Given information

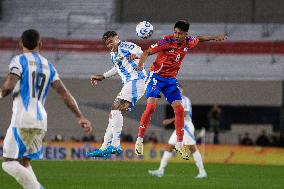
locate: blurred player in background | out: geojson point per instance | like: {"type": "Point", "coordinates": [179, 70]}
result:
{"type": "Point", "coordinates": [30, 76]}
{"type": "Point", "coordinates": [124, 56]}
{"type": "Point", "coordinates": [162, 78]}
{"type": "Point", "coordinates": [188, 141]}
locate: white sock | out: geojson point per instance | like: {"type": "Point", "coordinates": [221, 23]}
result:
{"type": "Point", "coordinates": [108, 135]}
{"type": "Point", "coordinates": [164, 161]}
{"type": "Point", "coordinates": [117, 122]}
{"type": "Point", "coordinates": [139, 139]}
{"type": "Point", "coordinates": [198, 161]}
{"type": "Point", "coordinates": [21, 174]}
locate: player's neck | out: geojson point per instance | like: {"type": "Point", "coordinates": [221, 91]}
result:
{"type": "Point", "coordinates": [25, 50]}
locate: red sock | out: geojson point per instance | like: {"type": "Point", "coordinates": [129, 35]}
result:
{"type": "Point", "coordinates": [146, 118]}
{"type": "Point", "coordinates": [179, 121]}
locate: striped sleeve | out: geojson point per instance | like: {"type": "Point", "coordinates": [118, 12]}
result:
{"type": "Point", "coordinates": [15, 67]}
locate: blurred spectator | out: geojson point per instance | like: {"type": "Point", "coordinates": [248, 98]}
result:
{"type": "Point", "coordinates": [262, 139]}
{"type": "Point", "coordinates": [246, 140]}
{"type": "Point", "coordinates": [88, 138]}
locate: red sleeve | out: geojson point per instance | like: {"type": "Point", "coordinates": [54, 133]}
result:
{"type": "Point", "coordinates": [193, 41]}
{"type": "Point", "coordinates": [160, 46]}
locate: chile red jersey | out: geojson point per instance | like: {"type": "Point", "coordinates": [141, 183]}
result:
{"type": "Point", "coordinates": [170, 55]}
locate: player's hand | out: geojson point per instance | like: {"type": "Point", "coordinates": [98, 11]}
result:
{"type": "Point", "coordinates": [132, 57]}
{"type": "Point", "coordinates": [221, 38]}
{"type": "Point", "coordinates": [85, 124]}
{"type": "Point", "coordinates": [96, 78]}
{"type": "Point", "coordinates": [138, 68]}
{"type": "Point", "coordinates": [167, 121]}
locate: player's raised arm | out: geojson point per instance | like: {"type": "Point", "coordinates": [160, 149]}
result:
{"type": "Point", "coordinates": [9, 84]}
{"type": "Point", "coordinates": [109, 73]}
{"type": "Point", "coordinates": [143, 58]}
{"type": "Point", "coordinates": [211, 38]}
{"type": "Point", "coordinates": [71, 103]}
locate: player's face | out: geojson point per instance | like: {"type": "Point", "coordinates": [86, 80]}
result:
{"type": "Point", "coordinates": [180, 35]}
{"type": "Point", "coordinates": [112, 43]}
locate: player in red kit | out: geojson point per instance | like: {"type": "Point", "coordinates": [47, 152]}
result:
{"type": "Point", "coordinates": [162, 78]}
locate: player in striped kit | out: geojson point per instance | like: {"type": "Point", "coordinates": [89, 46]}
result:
{"type": "Point", "coordinates": [30, 76]}
{"type": "Point", "coordinates": [162, 79]}
{"type": "Point", "coordinates": [188, 141]}
{"type": "Point", "coordinates": [124, 56]}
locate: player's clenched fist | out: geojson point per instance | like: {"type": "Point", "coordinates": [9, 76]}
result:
{"type": "Point", "coordinates": [96, 78]}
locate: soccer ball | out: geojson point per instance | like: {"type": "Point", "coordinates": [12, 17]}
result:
{"type": "Point", "coordinates": [144, 30]}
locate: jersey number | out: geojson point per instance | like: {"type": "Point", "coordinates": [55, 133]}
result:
{"type": "Point", "coordinates": [177, 57]}
{"type": "Point", "coordinates": [38, 84]}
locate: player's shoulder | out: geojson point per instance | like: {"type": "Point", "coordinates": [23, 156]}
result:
{"type": "Point", "coordinates": [190, 38]}
{"type": "Point", "coordinates": [127, 45]}
{"type": "Point", "coordinates": [166, 40]}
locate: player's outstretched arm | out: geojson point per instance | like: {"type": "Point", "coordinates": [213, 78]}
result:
{"type": "Point", "coordinates": [170, 120]}
{"type": "Point", "coordinates": [71, 103]}
{"type": "Point", "coordinates": [9, 84]}
{"type": "Point", "coordinates": [211, 38]}
{"type": "Point", "coordinates": [143, 58]}
{"type": "Point", "coordinates": [109, 73]}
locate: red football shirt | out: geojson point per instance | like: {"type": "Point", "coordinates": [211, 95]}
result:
{"type": "Point", "coordinates": [170, 55]}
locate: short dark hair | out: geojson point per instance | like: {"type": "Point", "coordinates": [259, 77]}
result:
{"type": "Point", "coordinates": [183, 25]}
{"type": "Point", "coordinates": [30, 39]}
{"type": "Point", "coordinates": [108, 34]}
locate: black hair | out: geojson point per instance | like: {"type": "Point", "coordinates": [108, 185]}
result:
{"type": "Point", "coordinates": [108, 34]}
{"type": "Point", "coordinates": [183, 25]}
{"type": "Point", "coordinates": [30, 39]}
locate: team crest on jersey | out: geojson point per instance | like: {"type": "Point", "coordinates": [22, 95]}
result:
{"type": "Point", "coordinates": [118, 58]}
{"type": "Point", "coordinates": [154, 45]}
{"type": "Point", "coordinates": [32, 63]}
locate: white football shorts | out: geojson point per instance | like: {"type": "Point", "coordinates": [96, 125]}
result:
{"type": "Point", "coordinates": [132, 91]}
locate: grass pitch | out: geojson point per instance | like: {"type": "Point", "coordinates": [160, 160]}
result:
{"type": "Point", "coordinates": [134, 175]}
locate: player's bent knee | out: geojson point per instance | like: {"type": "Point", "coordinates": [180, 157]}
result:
{"type": "Point", "coordinates": [179, 109]}
{"type": "Point", "coordinates": [151, 107]}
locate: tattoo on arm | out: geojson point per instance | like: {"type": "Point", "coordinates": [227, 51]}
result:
{"type": "Point", "coordinates": [66, 96]}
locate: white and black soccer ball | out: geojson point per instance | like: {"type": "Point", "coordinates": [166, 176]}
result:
{"type": "Point", "coordinates": [144, 30]}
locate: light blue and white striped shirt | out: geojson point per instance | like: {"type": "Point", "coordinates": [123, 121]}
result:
{"type": "Point", "coordinates": [125, 67]}
{"type": "Point", "coordinates": [29, 95]}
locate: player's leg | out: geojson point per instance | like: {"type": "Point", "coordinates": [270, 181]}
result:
{"type": "Point", "coordinates": [190, 142]}
{"type": "Point", "coordinates": [166, 157]}
{"type": "Point", "coordinates": [129, 95]}
{"type": "Point", "coordinates": [152, 95]}
{"type": "Point", "coordinates": [27, 164]}
{"type": "Point", "coordinates": [15, 147]}
{"type": "Point", "coordinates": [22, 175]}
{"type": "Point", "coordinates": [173, 96]}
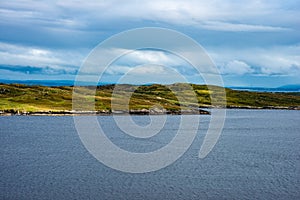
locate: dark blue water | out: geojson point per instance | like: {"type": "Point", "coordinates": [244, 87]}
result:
{"type": "Point", "coordinates": [256, 157]}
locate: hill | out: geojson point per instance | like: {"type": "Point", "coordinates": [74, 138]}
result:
{"type": "Point", "coordinates": [19, 98]}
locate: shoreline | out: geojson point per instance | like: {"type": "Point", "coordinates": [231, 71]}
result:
{"type": "Point", "coordinates": [201, 111]}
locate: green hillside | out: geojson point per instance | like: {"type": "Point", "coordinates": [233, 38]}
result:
{"type": "Point", "coordinates": [24, 98]}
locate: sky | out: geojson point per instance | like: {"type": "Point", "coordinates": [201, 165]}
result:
{"type": "Point", "coordinates": [252, 43]}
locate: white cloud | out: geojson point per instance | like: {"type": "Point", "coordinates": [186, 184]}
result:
{"type": "Point", "coordinates": [212, 15]}
{"type": "Point", "coordinates": [11, 54]}
{"type": "Point", "coordinates": [276, 60]}
{"type": "Point", "coordinates": [225, 26]}
{"type": "Point", "coordinates": [236, 67]}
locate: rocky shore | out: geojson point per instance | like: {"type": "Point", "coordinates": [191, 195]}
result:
{"type": "Point", "coordinates": [105, 112]}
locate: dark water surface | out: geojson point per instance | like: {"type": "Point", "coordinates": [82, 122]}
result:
{"type": "Point", "coordinates": [256, 157]}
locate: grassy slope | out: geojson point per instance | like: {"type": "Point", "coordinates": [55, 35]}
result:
{"type": "Point", "coordinates": [41, 98]}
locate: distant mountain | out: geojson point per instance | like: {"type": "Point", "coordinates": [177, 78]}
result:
{"type": "Point", "coordinates": [290, 87]}
{"type": "Point", "coordinates": [285, 88]}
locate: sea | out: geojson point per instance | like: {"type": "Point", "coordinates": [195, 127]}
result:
{"type": "Point", "coordinates": [257, 156]}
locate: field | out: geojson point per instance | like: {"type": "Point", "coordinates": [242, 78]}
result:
{"type": "Point", "coordinates": [16, 98]}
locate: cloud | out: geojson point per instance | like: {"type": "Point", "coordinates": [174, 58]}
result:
{"type": "Point", "coordinates": [212, 15]}
{"type": "Point", "coordinates": [236, 67]}
{"type": "Point", "coordinates": [225, 26]}
{"type": "Point", "coordinates": [33, 60]}
{"type": "Point", "coordinates": [276, 60]}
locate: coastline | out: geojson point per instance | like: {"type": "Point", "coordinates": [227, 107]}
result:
{"type": "Point", "coordinates": [201, 111]}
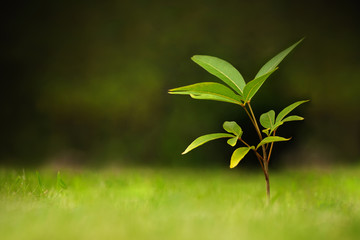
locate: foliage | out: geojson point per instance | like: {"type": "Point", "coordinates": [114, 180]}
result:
{"type": "Point", "coordinates": [241, 93]}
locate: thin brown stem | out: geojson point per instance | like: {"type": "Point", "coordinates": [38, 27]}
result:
{"type": "Point", "coordinates": [271, 147]}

What is being asked
From the line with "locate: coastline |" down to the end of the entries, retype each line exactly as written, but drop the pictures.

Response to this task
locate: coastline | out: geojson point per instance | like: {"type": "Point", "coordinates": [227, 107]}
result:
{"type": "Point", "coordinates": [201, 111]}
locate: foliage | out: geojson point per instance | like: {"type": "Point", "coordinates": [114, 180]}
result:
{"type": "Point", "coordinates": [241, 93]}
locate: thin brown stem | out: geojson point per instance | like: {"type": "Point", "coordinates": [38, 27]}
result:
{"type": "Point", "coordinates": [271, 147]}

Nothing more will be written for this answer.